WHAT IS NEEDED -
Copy the line with "Note: mark the woman's bare" and all lines following it through the last line of the entries, exactly as written.

SUPPLIED MATERIAL -

— START —

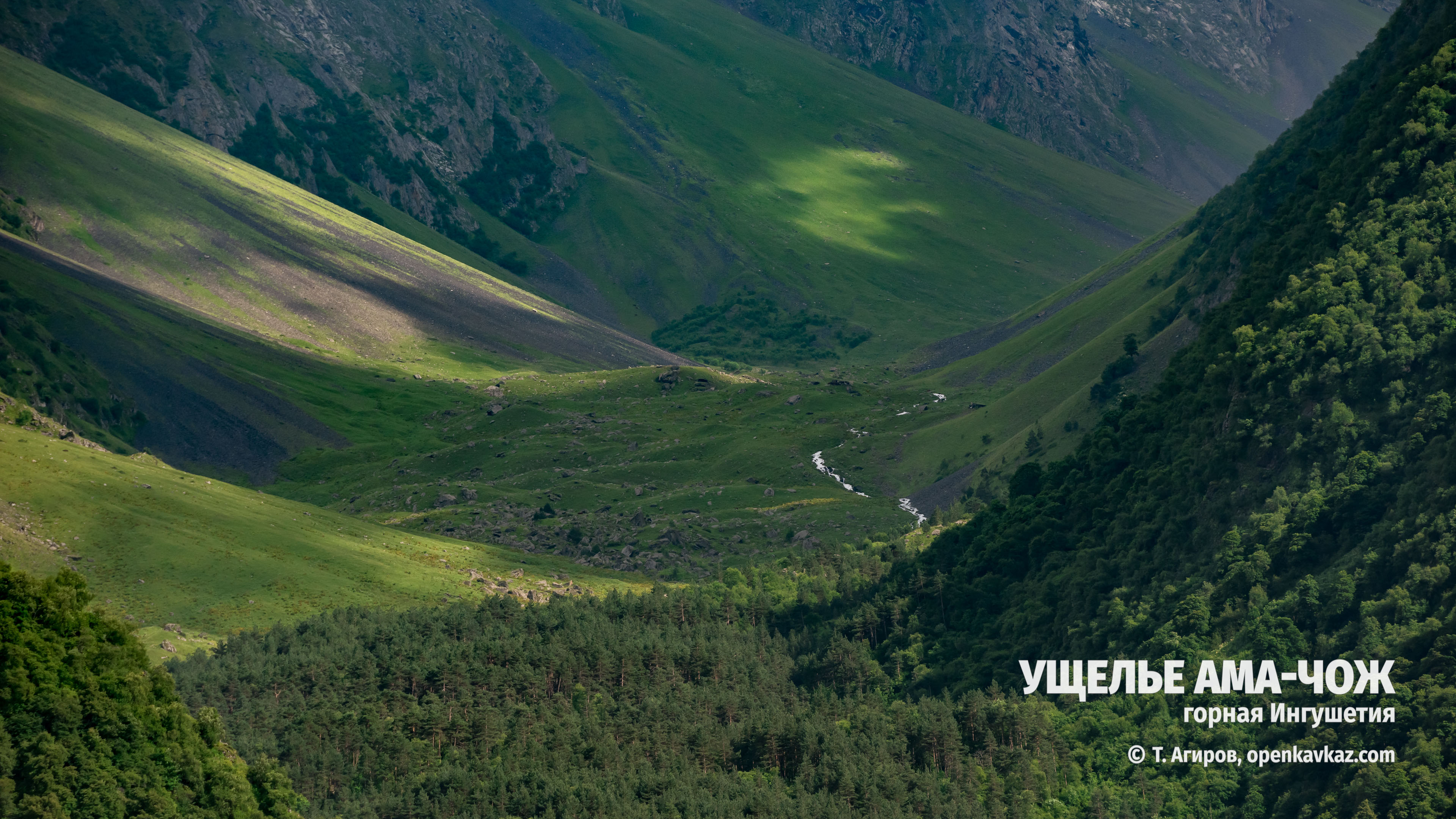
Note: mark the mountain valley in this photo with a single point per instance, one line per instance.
(683, 409)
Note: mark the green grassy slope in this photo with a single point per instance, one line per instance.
(168, 215)
(726, 155)
(1036, 378)
(382, 441)
(162, 546)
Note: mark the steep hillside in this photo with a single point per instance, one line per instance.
(1024, 388)
(728, 159)
(88, 728)
(1282, 493)
(159, 546)
(742, 161)
(420, 107)
(1183, 94)
(159, 212)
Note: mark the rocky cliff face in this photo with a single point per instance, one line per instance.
(1057, 74)
(417, 102)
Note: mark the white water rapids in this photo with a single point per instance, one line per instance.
(905, 502)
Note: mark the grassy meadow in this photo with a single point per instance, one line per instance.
(162, 546)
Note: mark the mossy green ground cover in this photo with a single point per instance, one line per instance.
(162, 546)
(728, 155)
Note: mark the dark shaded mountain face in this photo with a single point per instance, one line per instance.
(417, 105)
(1180, 93)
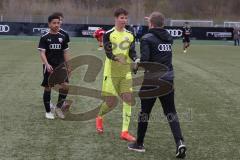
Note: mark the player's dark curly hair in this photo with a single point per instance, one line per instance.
(59, 14)
(52, 17)
(120, 11)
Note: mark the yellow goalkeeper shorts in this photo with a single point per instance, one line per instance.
(114, 86)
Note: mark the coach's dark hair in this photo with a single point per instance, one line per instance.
(59, 14)
(157, 19)
(52, 17)
(120, 11)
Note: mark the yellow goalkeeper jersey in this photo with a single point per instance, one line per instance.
(118, 44)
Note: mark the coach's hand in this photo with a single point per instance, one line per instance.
(49, 68)
(135, 65)
(120, 59)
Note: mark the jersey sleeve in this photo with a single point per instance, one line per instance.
(42, 46)
(67, 38)
(132, 50)
(65, 44)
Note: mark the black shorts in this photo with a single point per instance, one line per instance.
(59, 76)
(186, 40)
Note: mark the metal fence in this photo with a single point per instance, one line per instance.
(110, 20)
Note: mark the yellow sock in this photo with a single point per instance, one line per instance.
(126, 116)
(103, 109)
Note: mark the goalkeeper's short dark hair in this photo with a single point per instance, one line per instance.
(52, 17)
(59, 14)
(157, 19)
(120, 11)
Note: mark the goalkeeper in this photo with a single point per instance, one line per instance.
(119, 46)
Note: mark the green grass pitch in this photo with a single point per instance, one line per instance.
(207, 98)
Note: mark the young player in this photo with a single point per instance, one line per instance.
(53, 49)
(119, 46)
(98, 34)
(60, 15)
(156, 47)
(186, 36)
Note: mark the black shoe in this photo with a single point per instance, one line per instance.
(181, 150)
(136, 147)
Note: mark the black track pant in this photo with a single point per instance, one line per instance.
(168, 106)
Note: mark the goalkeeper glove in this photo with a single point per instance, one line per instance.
(135, 65)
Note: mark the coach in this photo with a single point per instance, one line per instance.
(156, 47)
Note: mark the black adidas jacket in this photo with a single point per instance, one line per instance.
(156, 46)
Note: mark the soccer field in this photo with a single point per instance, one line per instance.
(207, 99)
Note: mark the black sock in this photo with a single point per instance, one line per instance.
(46, 100)
(62, 97)
(175, 127)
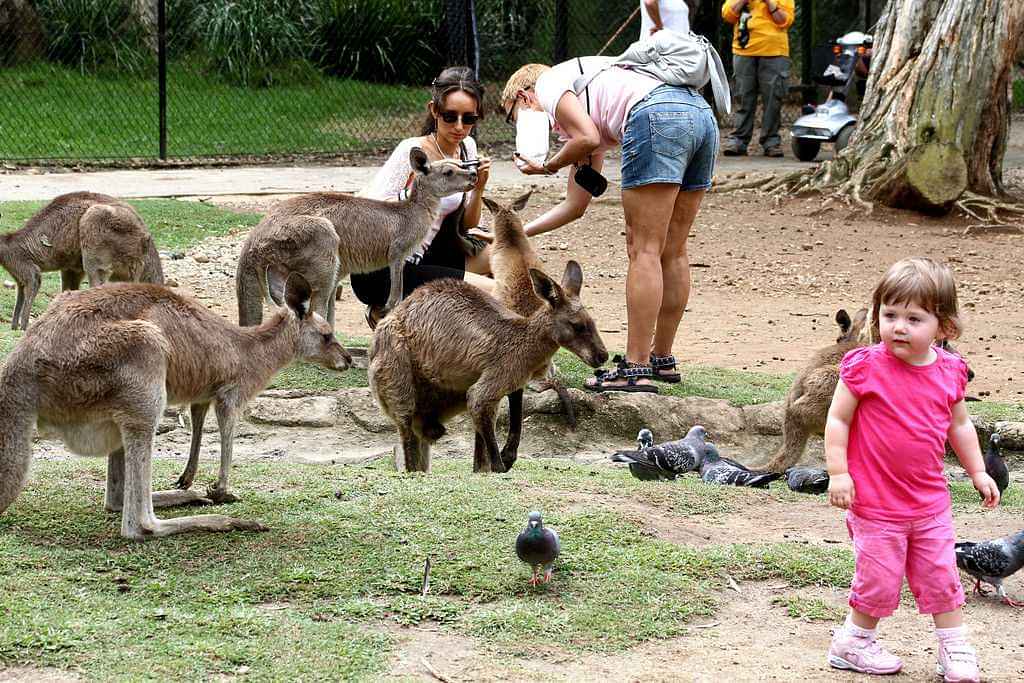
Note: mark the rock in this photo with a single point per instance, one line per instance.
(304, 412)
(359, 407)
(765, 418)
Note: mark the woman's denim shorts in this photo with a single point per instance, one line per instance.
(671, 136)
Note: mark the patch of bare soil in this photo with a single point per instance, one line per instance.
(767, 278)
(751, 638)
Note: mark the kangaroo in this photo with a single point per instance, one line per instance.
(78, 233)
(307, 245)
(810, 396)
(98, 368)
(372, 233)
(511, 258)
(451, 347)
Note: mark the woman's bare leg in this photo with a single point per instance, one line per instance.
(676, 270)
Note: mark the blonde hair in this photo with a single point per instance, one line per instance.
(921, 282)
(523, 79)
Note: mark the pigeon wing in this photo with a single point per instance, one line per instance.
(983, 559)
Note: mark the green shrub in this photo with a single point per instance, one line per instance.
(251, 41)
(383, 41)
(91, 35)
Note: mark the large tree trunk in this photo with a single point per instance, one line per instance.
(935, 117)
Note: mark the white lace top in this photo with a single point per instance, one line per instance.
(389, 184)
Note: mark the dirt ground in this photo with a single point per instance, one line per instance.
(751, 638)
(768, 278)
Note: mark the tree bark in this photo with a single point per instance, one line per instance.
(935, 117)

— END —

COMPLETED EXERCISE -
Note: mark the woman's bare leg in this photo with a single point per instance, one line per instance.
(676, 270)
Note: mark the blonde hair in this photo with a single point per instance, one line per instance.
(921, 282)
(523, 79)
Note: mark the pigeon wing in this photo with a single point per instance, one line per instance.
(983, 559)
Note: mark the green shrub in this photo with a single point per instance, one line per instance.
(251, 41)
(383, 41)
(91, 35)
Note: mark the large tree trunk in this photo with a single point per instance, one line per instance.
(935, 117)
Note: mark the white lace top in this photo with a single point per instance, one line per instance.
(389, 184)
Note: mark the dirt ground in this photo with a single point per instance, one line per instance.
(751, 638)
(768, 278)
Note: mark the tree bark in this photo with a single point per instance, one line per instance.
(935, 117)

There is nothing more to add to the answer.